What is expected:
Pull out every line of the entries below that contains the string "curtain", treating uppercase and lowercase as different.

[Records of pointing at named objects]
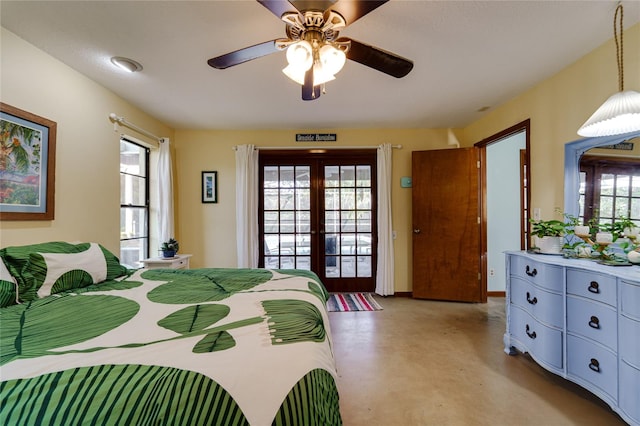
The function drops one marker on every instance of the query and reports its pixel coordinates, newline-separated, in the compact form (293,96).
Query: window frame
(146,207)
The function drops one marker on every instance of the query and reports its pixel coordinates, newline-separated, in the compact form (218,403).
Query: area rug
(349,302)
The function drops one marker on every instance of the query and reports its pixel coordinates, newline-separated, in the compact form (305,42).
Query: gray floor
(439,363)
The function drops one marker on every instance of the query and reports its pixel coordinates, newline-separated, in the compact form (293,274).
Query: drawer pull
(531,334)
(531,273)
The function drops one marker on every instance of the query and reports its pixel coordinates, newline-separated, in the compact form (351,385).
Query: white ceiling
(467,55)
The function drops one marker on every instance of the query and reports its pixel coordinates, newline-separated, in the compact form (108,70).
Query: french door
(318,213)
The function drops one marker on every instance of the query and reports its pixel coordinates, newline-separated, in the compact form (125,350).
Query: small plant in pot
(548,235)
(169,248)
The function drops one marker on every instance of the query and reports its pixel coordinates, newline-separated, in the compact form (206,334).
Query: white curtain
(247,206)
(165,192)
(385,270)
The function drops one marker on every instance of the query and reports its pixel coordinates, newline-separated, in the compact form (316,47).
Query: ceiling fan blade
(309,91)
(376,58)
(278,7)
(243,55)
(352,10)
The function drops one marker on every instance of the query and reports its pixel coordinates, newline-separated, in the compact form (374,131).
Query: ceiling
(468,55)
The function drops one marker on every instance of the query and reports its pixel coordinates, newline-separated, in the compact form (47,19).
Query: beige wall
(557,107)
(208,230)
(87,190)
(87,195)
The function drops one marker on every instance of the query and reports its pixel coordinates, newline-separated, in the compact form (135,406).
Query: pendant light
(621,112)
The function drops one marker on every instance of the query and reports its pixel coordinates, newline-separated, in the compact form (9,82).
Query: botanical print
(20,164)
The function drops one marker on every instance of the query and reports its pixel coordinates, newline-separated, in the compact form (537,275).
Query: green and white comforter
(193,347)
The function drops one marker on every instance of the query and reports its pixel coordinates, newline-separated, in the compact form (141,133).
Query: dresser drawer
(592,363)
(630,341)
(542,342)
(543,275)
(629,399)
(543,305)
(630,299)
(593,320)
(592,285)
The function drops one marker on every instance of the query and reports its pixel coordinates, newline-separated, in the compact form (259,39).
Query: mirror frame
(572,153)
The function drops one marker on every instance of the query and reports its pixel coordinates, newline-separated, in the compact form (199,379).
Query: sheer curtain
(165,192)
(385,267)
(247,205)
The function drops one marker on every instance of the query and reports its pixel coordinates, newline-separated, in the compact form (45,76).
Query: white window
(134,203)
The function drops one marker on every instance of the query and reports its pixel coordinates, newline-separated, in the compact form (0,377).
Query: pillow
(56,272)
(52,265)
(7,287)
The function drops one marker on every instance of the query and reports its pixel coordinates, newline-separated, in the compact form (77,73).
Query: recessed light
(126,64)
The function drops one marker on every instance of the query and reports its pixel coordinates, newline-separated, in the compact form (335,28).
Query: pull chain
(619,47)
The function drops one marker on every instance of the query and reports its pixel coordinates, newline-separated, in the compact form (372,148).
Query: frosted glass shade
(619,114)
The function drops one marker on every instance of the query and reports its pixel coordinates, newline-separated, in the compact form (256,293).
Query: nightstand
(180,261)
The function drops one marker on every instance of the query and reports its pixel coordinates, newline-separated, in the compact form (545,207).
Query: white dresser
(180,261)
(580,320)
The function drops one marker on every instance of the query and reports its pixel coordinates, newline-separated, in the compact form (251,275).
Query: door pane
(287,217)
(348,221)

* * *

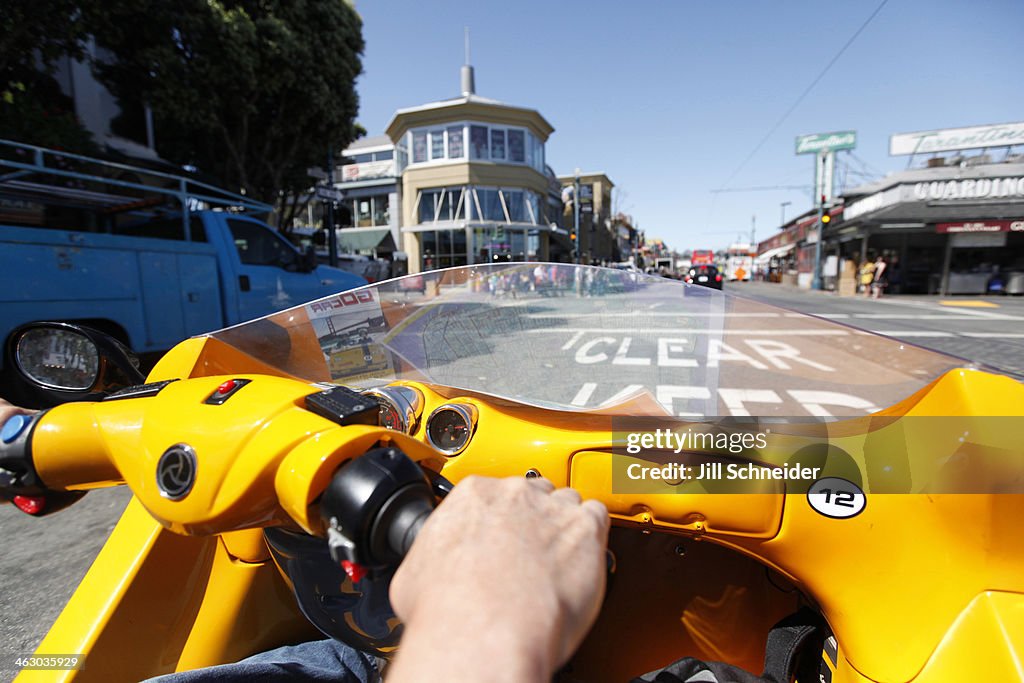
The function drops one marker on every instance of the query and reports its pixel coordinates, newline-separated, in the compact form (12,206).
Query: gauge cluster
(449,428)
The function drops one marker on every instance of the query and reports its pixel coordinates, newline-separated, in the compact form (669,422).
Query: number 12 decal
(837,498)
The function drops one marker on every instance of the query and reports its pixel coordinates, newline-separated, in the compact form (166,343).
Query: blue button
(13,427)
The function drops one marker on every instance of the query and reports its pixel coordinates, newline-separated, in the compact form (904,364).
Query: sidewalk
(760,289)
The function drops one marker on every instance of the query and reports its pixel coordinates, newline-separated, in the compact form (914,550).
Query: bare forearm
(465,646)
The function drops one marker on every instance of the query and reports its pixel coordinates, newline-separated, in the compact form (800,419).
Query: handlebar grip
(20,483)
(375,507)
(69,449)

Solved problem:
Query: white curtain
Query: sheer curtain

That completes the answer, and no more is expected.